Defendant: Columbia Natural Res. Inc. (Dissenting)
Preview:No. 29163 --Quintain Development, LLC, a limited liability company organized to do business in the State of West Virginia v. Columbia Natural Resources, Inc., a Texas corporation authorized to do business in the State of West Virginia

FILED
Maynard, Justice, dissenting:
December 5, 2001
RORY L. PERRY II, CLERK SUPREME COURT OF APPEALS OF WEST VIRGINIA

RELEASED
December 7, 2001
RORY L. PERRY II, CLERK SUPREME COURT OF APPEALS OF WEST VIRGINIA

I dissent from the majority opinion because I believe the language in the easements originally obtained by United Fuel Gas Company, and now owned by CNR, should be read just as it is written. The language is not ambiguous or complicated; therefore, no interpretation is needed. Let me pause to state, however, that I realize we live in a time when prominent politicians argue about the meaning of the word "is." Therefore, I am not surprised that reasonable minds might differ regarding the definitions of "damages" and "removal."

Nonetheless, if the easements which apply to the Vinson and Baach tracts were read as they are written, I believe the majority would have reached a different result. The easements begin with an understanding between the parties that the gas company's pipelines will not interfere with the removal of coal or timber from the premises. The surface and mineral owners clearly reserved that right for themselves. The easements then state that the gas company will pay "any damages which may arise in the future from the maintaining, operating, and removing of said pipe line."

Based on this language, the circuit court ordered the gas company to "remove" and relocate the pipeline at its own expense. The majority opinion reverses the circuit court's ruling by stating that the language at issue refers only to "damages sustained from CNR's operation, maintenance, and removal

of the pipeline." The opinion goes on to state that "removal" does not encompass "relocation;" consequently, the easements do not contemplate which party should pay relocation costs. The majority concludes that Quintain should pay because (1) Quintain was aware of the existence of the pipeline when it acquired its right to mine and (2) Quintain benefitted from the relocation.

I believe this interpretation overlooks the intent of the parties. The easements clearly state that the gas company will pay for the removal of the pipeline. Surely the term "removal" is elastic enough to include "remove and relocate." This language needs no interpretation. The pipeline was removed by CNR because it interfered with the removal of coal from the premises. Under these circumstances, the easements state that the gas company must pay.

Accordingly, I respectfully dissent.

--- Problem A ---
Please list every company named in the dissent, counting each company only once.
--- Problem B ---
Answer these questions from the dissent:
(i) Which justice wrote it?
(ii) Which two tracts do the easements apply to?
(iii) What did the circuit court order the gas company to do?
--- Problem C ---
Print the part of the dissent that starts at the words "Based on this" and ends after "from the relocation.".

[Point annotation records]
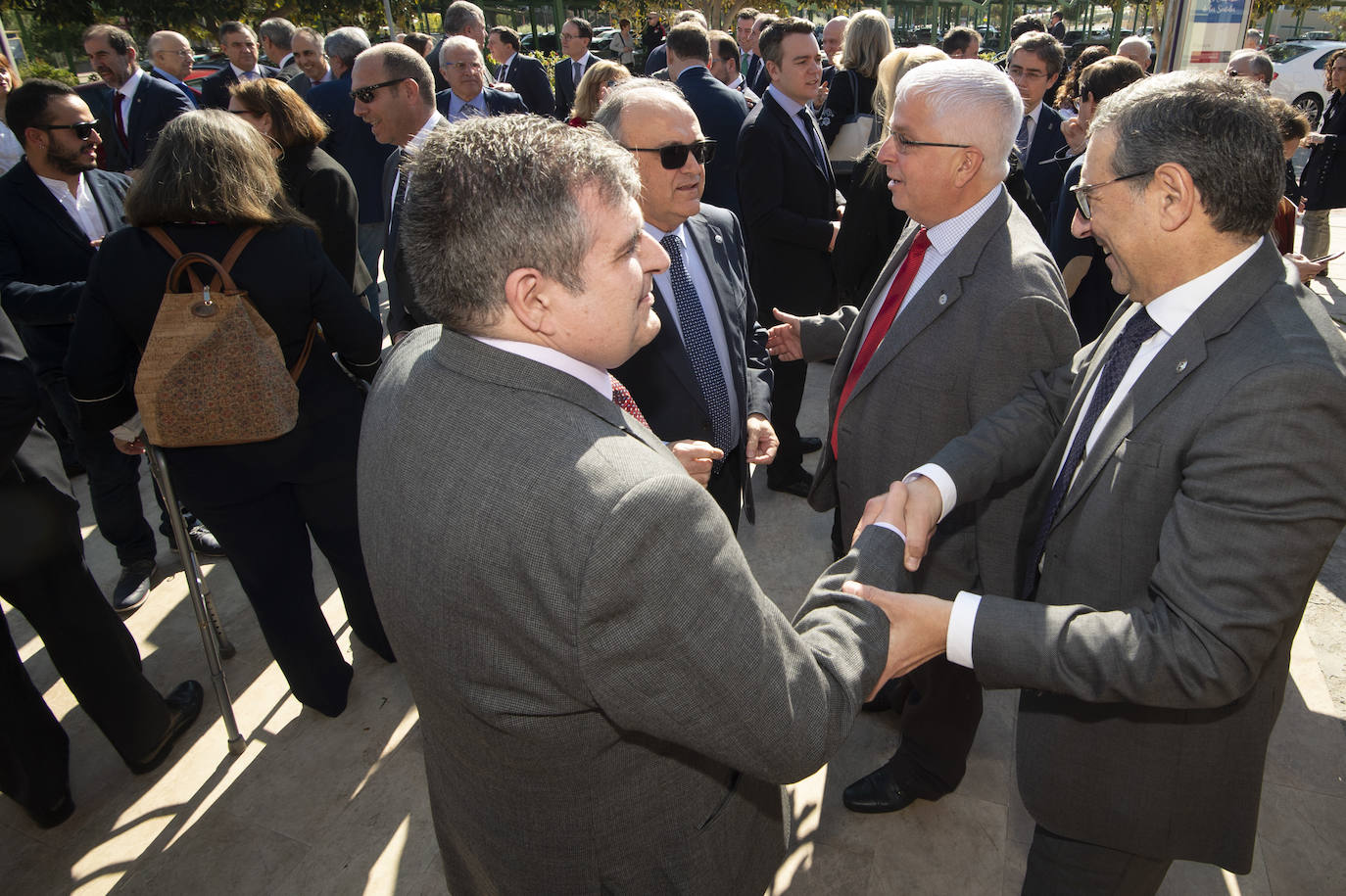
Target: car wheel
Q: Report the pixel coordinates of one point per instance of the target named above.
(1313, 107)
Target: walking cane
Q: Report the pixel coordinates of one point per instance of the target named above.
(213, 637)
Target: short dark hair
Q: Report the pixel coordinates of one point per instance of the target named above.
(507, 35)
(958, 39)
(27, 107)
(688, 40)
(119, 39)
(1040, 45)
(1217, 128)
(769, 45)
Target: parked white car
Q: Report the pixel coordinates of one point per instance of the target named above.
(1300, 74)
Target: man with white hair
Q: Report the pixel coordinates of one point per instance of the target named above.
(1137, 50)
(969, 305)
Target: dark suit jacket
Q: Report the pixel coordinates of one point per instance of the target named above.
(565, 83)
(322, 190)
(45, 258)
(788, 206)
(720, 112)
(353, 146)
(1042, 165)
(614, 680)
(659, 374)
(529, 78)
(157, 103)
(497, 103)
(215, 90)
(1155, 650)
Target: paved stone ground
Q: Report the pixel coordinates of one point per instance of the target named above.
(338, 806)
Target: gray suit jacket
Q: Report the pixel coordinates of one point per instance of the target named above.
(992, 312)
(608, 700)
(1177, 569)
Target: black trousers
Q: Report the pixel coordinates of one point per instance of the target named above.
(94, 654)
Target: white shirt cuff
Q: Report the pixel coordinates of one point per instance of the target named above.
(961, 621)
(947, 492)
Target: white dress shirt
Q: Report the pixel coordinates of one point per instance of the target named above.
(709, 307)
(1170, 311)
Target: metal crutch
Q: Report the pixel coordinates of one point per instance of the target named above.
(213, 637)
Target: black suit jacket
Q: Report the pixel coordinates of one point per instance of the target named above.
(215, 90)
(788, 206)
(565, 83)
(529, 78)
(353, 146)
(659, 374)
(497, 103)
(45, 258)
(157, 103)
(720, 112)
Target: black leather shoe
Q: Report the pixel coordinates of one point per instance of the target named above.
(183, 706)
(877, 792)
(133, 586)
(797, 483)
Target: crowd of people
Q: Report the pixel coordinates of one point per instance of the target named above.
(1079, 397)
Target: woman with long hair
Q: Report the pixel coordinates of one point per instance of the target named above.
(313, 182)
(208, 180)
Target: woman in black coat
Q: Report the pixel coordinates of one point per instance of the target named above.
(1323, 182)
(313, 182)
(208, 180)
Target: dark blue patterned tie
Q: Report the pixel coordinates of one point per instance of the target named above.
(1123, 352)
(700, 348)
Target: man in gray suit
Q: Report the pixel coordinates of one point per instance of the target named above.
(608, 700)
(1187, 490)
(969, 305)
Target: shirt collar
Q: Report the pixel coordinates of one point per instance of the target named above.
(594, 377)
(1173, 308)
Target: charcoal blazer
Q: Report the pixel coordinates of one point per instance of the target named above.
(45, 258)
(157, 103)
(611, 701)
(720, 112)
(659, 374)
(1155, 650)
(529, 78)
(215, 90)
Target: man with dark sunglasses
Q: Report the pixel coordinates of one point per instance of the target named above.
(704, 382)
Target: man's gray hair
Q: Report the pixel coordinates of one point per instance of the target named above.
(492, 195)
(459, 40)
(974, 103)
(636, 90)
(346, 43)
(461, 14)
(1217, 128)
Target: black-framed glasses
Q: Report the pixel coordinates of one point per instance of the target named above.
(903, 144)
(1082, 190)
(83, 129)
(366, 94)
(673, 157)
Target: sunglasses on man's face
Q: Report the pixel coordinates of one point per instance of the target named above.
(673, 157)
(83, 129)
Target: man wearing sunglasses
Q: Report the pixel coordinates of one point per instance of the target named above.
(57, 209)
(968, 306)
(704, 382)
(1187, 475)
(393, 93)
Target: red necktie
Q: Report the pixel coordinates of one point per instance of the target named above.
(623, 400)
(888, 313)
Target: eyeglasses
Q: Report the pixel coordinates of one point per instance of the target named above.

--- Solution A ---
Quintain Development, LLC
Columbia Natural Resources, Inc. (CNR)
United Fuel Gas Company

--- Solution B ---
(i) Justice Maynard.
(ii) The Vinson and Baach tracts.
(iii) Remove and relocate the pipeline at its own expense.

--- Solution C ---
Based on this language, the circuit court ordered the gas company to "remove" and relocate the pipeline at its own expense. The majority opinion reverses the circuit court's ruling by stating that the language at issue refers only to "damages sustained from CNR's operation, maintenance, and removal

of the pipeline." The opinion goes on to state that "removal" does not encompass "relocation;" consequently, the easements do not contemplate which party should pay relocation costs. The majority concludes that Quintain should pay because (1) Quintain was aware of the existence of the pipeline when it acquired its right to mine and (2) Quintain benefitted from the relocation.